Scale the material from its first line through the line containing "top-left (373, 450), bottom-right (398, 570)", with both ends included. Give every line again with the requests kept, multiply each box coordinate in the answers by 1.3, round to whole numbers with halves going up, and leave the numbers in the requests and their format samples unchanged.

- _DATA FOR THE TASK_:
◇ ◇ ◇ ◇ ◇
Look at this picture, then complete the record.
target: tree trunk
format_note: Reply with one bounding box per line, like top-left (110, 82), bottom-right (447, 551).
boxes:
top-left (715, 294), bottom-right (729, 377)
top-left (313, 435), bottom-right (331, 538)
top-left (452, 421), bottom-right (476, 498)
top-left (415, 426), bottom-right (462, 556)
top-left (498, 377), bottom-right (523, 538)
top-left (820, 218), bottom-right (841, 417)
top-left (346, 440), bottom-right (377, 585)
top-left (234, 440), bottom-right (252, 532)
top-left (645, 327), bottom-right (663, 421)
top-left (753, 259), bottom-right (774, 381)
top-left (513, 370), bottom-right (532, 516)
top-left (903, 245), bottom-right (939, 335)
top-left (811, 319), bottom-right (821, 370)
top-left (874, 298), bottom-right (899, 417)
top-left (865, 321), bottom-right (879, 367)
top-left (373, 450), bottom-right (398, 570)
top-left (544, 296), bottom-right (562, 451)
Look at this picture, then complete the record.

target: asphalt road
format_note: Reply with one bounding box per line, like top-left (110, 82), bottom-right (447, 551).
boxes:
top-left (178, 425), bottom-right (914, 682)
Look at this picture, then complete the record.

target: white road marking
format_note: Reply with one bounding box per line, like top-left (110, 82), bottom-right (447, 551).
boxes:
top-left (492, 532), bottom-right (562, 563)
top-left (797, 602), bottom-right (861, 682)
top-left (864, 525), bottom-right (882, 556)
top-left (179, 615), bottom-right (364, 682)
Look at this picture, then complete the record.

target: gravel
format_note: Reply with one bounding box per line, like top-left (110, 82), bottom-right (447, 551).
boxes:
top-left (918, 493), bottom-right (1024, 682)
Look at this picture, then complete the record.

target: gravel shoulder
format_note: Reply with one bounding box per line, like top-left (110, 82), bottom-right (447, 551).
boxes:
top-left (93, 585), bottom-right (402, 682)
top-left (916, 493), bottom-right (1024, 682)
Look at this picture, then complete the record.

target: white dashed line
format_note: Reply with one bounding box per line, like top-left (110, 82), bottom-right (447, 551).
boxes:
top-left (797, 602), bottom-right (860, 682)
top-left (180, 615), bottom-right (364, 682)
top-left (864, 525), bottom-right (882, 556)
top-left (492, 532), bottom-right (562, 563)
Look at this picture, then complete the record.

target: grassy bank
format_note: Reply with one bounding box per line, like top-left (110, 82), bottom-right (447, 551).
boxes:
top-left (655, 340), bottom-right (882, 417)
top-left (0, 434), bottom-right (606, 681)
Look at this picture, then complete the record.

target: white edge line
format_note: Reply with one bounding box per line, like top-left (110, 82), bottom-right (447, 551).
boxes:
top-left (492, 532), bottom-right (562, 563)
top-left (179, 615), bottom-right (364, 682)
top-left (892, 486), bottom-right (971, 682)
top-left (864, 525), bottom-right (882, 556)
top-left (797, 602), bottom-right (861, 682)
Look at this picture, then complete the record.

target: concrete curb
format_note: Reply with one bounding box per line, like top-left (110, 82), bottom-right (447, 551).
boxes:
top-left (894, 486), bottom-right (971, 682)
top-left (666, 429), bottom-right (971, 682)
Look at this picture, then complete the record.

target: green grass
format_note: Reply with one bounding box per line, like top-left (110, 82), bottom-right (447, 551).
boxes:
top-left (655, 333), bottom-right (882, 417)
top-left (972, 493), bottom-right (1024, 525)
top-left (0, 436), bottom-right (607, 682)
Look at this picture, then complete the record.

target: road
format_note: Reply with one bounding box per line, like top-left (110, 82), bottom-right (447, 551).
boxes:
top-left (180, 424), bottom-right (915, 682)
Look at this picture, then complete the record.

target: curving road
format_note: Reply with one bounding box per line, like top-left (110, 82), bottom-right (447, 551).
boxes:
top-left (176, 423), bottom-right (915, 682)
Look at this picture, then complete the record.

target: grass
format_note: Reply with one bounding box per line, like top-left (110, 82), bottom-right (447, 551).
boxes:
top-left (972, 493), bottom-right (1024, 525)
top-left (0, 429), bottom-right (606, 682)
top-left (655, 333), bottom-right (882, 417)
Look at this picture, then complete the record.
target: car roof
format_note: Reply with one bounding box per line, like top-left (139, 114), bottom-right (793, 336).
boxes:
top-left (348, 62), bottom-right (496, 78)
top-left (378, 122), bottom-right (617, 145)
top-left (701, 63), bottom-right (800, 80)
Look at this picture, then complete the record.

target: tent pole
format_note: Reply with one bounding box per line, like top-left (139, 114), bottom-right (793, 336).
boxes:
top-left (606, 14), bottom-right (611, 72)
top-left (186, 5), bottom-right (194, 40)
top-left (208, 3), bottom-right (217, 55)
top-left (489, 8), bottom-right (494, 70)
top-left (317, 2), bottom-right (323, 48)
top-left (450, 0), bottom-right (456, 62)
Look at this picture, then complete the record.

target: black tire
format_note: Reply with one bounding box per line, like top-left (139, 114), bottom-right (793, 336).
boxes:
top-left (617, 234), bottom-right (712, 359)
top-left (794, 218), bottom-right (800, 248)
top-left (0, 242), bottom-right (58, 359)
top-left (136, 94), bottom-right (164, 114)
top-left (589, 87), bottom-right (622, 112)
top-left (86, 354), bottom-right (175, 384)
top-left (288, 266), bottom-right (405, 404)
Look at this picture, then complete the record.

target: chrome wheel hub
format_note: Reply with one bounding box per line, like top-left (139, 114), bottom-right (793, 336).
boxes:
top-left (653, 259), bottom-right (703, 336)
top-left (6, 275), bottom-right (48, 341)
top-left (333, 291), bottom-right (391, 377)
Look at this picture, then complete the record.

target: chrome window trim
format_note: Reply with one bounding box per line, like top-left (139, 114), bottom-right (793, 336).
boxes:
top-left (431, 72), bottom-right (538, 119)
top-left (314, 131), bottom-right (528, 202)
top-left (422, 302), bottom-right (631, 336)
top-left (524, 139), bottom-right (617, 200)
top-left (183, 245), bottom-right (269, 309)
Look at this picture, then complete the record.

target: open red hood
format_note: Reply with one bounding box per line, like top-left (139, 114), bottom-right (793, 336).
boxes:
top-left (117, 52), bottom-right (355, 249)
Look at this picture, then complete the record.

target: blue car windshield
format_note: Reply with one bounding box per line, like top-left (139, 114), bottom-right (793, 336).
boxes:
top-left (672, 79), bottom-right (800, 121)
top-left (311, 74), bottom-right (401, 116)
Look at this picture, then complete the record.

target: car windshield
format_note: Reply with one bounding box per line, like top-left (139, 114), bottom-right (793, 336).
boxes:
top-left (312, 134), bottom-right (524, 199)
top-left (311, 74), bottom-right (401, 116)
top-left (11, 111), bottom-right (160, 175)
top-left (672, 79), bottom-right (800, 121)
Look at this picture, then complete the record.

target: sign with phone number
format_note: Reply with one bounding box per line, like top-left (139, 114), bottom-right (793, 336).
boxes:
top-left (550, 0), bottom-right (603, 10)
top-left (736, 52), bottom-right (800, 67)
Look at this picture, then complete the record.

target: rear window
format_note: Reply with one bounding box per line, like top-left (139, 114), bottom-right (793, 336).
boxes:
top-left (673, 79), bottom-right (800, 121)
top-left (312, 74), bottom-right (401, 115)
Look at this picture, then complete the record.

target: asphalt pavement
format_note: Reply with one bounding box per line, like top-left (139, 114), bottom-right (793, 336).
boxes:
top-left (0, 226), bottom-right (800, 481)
◇ ◇ ◇ ◇ ◇
- _REPLY_:
Look at this picture, then complete the record.
target: tree trunk
format_note: Reply with one bounding box per line, like top-left (110, 82), bottom-right (447, 551).
boxes:
top-left (930, 382), bottom-right (948, 490)
top-left (407, 566), bottom-right (430, 699)
top-left (588, 547), bottom-right (619, 647)
top-left (540, 554), bottom-right (601, 723)
top-left (647, 490), bottom-right (680, 699)
top-left (1066, 283), bottom-right (1093, 542)
top-left (450, 572), bottom-right (490, 761)
top-left (304, 572), bottom-right (328, 692)
top-left (839, 425), bottom-right (862, 547)
top-left (979, 337), bottom-right (1006, 495)
top-left (667, 481), bottom-right (692, 671)
top-left (1174, 319), bottom-right (1221, 436)
top-left (1054, 415), bottom-right (1067, 481)
top-left (1136, 387), bottom-right (1169, 542)
top-left (1125, 417), bottom-right (1143, 477)
top-left (485, 585), bottom-right (517, 741)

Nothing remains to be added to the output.